### Kutipan Halaman
----
Ruangan dengan cat dinding berwarna hijau terasa sesak dan penuh. Maklum saja, aula berkapasitas 200 orang ini membludak hingga dua kali lipat lebih.
Dari absensi yang ada di panitia, ada sekitar 500 orang yang hadir. Antusiasme mereka sangat besar dalam menyambut Masyumi Reborn. Sejak pagi, peserta mulai mendatangi tempat diselenggarakannya shilaturahmi akbar keluarga besar, zuriyah dan pencinta Masyumi.
Nampak beberapa tokoh nasional seperti MS Kaban, Babe Ridwan Saidi, Sri Bintang Pamungkas, Djoko Eddy Abdurrahman, Abdullah Hehamahua, KH Cholil Ridwan, Ahmad Yani, Laode Kamaluddin, KH A Rasyid Abdullah Syafi’ie, Bachtiar Chamsjah, dan Fuad Amsyari.
Sementara, beragam masyarakat mulai dari orang tua hingga beberapa anak muda memenuhi aula lantai dua Gedung Dewan Dakwah itu.
----
### Tugas Latihan
1) Tuliskan kembali bagian kutipan halaman mulai dari "Dari absensi yang" sampai dengan "dan pencinta Masyumi.".
2) Menurut kutipan halaman, shilaturahmi akbar itu diadakan untuk kelompok apa saja? Sebutkan semuanya.

### Baris Data
----
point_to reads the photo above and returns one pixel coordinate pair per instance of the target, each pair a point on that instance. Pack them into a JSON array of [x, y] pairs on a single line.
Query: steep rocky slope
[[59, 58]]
----
### Kunci Jawaban
1)
Dari absensi yang ada di panitia, ada sekitar 500 orang yang hadir. Antusiasme mereka sangat besar dalam menyambut Masyumi Reborn. Sejak pagi, peserta mulai mendatangi tempat diselenggarakannya shilaturahmi akbar keluarga besar, zuriyah dan pencinta Masyumi.

2) keluarga besar, zuriyah, pencinta Masyumi